**VORGEGEBENER TEXT:**
——

Der Kurs ist kostenlos - sechs Module, Übernachtung und Verpflegung inklusive, 15 Personen können jeweils teilnehmen. Die Nachfrage sei „riesig“, sagt KEB-Geschäftsführer Ludger Nagel, das Angebot bundesweit seines Wissens einmalig. „Der Kurs läuft bereits im zweiten Durchgang und war beide Male sofort ausgebucht.“ Es gab an die 100 Bewerbungen. Interessiert sind ehren- sowie hauptamtliche Flüchtlingshelfer, Männer und Frauen zwischen Anfang 20 und Mitte 70, Christen, Konfessionslose, Juden und Muslime. Geplant ist, das Angebot aufgrund der hohen Nachfrage im Herbst fortzuführen.
„Es gibt eine starke Hilfsbereitschaft in allen Teilen der Bevölkerung, aber auch Ressentiments und diffuse Ängste“, beschreibt Nagel die Stimmung in der ostdeutschen Region. Mittlerweile „merkt man auch am Straßenbild, dass jetzt andere Nationen hier leben. Unser Kurs soll deshalb die stärken, die bereit sind, Flüchtlinge zu unterstützen.“
Bei der Weiterbildung geht es um psychosoziale Beratung, um rechtliche Fragen sowie interkulturelles Kompetenztraining. Aber auch um Krisenmanagement - wie etwa den Umgang mit Aggressionen oder Ankündigung eines Suizids - und um „Aufmerksamkeit für das Religiöse“. Dies sollen ein katholischer Pater und Vertreter jüdischen und muslimischen Glaubens vermitteln.

——

**AUFGABE 1:**
Wie viele Bewerbungen gab es laut dem Text über den Kurs für Flüchtlingshelfer?

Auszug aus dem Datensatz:

——

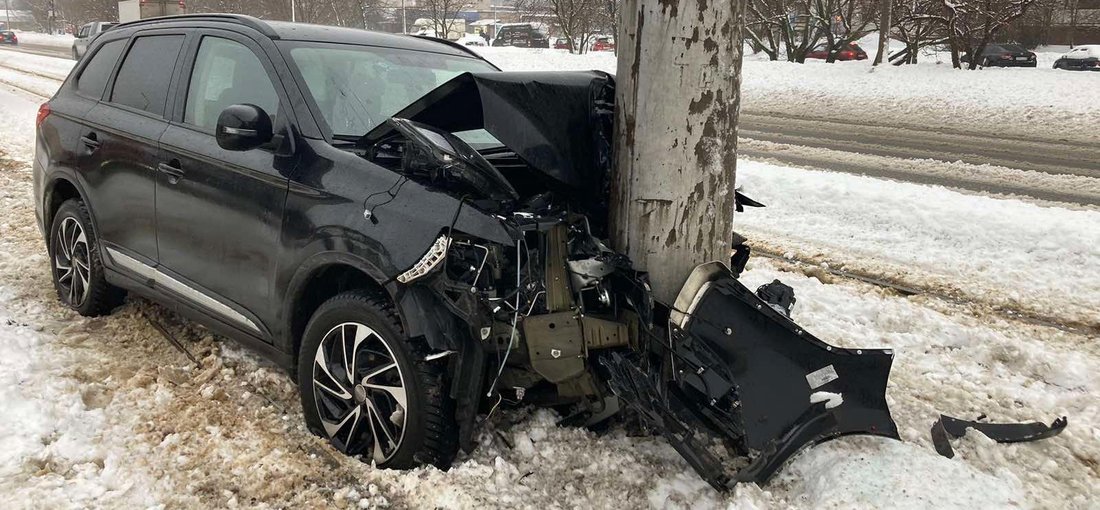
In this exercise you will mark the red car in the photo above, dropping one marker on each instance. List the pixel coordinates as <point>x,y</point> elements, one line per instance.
<point>853,52</point>
<point>603,44</point>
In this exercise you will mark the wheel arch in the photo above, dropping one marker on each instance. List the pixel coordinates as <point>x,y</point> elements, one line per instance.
<point>329,274</point>
<point>320,278</point>
<point>57,190</point>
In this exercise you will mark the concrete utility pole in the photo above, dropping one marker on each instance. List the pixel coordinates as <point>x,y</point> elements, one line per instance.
<point>678,95</point>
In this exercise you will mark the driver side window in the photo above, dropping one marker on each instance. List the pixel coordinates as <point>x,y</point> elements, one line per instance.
<point>226,73</point>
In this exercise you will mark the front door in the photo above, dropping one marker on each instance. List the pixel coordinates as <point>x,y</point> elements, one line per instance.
<point>219,212</point>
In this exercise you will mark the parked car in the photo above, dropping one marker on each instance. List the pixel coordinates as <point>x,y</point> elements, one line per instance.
<point>309,191</point>
<point>1080,58</point>
<point>472,40</point>
<point>851,52</point>
<point>87,33</point>
<point>521,35</point>
<point>603,43</point>
<point>1004,55</point>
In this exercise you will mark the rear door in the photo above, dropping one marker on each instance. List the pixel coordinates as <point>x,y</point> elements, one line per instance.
<point>122,135</point>
<point>219,212</point>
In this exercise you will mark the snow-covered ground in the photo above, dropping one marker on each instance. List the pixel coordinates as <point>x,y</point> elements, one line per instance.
<point>103,412</point>
<point>1023,102</point>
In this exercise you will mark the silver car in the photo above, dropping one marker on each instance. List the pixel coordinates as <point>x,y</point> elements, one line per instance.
<point>88,32</point>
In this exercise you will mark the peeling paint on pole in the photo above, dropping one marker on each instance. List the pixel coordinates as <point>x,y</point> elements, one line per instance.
<point>678,95</point>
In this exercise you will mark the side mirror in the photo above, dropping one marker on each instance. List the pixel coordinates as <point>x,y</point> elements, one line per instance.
<point>243,128</point>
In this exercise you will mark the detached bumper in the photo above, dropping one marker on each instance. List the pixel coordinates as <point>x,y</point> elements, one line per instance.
<point>744,369</point>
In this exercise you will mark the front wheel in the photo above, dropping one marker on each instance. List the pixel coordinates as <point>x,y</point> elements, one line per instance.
<point>366,388</point>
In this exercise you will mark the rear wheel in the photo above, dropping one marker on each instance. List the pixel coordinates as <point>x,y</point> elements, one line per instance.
<point>75,263</point>
<point>366,388</point>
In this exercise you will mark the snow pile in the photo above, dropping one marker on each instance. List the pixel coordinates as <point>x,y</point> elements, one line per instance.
<point>1005,253</point>
<point>33,74</point>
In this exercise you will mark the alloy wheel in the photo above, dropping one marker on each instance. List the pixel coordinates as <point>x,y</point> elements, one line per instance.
<point>72,262</point>
<point>360,391</point>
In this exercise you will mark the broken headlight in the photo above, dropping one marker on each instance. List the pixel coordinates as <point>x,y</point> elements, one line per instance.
<point>436,254</point>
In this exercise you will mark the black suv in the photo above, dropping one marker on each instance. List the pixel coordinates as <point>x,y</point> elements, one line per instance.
<point>414,234</point>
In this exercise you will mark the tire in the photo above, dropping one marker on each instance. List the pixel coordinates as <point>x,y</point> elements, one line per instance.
<point>75,263</point>
<point>388,367</point>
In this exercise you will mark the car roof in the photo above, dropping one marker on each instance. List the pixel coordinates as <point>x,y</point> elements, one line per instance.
<point>288,31</point>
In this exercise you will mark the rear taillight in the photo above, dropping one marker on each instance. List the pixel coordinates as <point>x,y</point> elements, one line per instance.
<point>43,113</point>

——

**AUFGABE 2:**
Ordne einen Teil der Auflistung als CSV mit den zwei Spalten „eintrag“ und „loesung“ an, je eine Zeile für jeden Eintrag mit seiner Lösung. Setze beide Felder in Anführungszeichen und mach aus Zeilenumbrüchen Leerzeichen. Fang bei der Zeile mit „In this exercise you will mark the snow-covered“ an und hör nach der Zeile mit „<point>744,369</point>“ auf.

**ANTWORT 1:**
An die 100.

**ANTWORT 2:**
eintrag,loesung
"In this exercise you will mark the snow-covered ground in the photo above, dropping one marker on each instance. List the pixel coordinates as <point>x,y</point> elements, one line per instance.","<point>103,412</point> <point>1023,102</point>"
"In this exercise you will mark the silver car in the photo above, dropping one marker on each instance. List the pixel coordinates as <point>x,y</point> elements, one line per instance.","<point>88,32</point>"
"In this exercise you will mark the peeling paint on pole in the photo above, dropping one marker on each instance. List the pixel coordinates as <point>x,y</point> elements, one line per instance.","<point>678,95</point>"
"In this exercise you will mark the side mirror in the photo above, dropping one marker on each instance. List the pixel coordinates as <point>x,y</point> elements, one line per instance.","<point>243,128</point>"
"In this exercise you will mark the detached bumper in the photo above, dropping one marker on each instance. List the pixel coordinates as <point>x,y</point> elements, one line per instance.","<point>744,369</point>"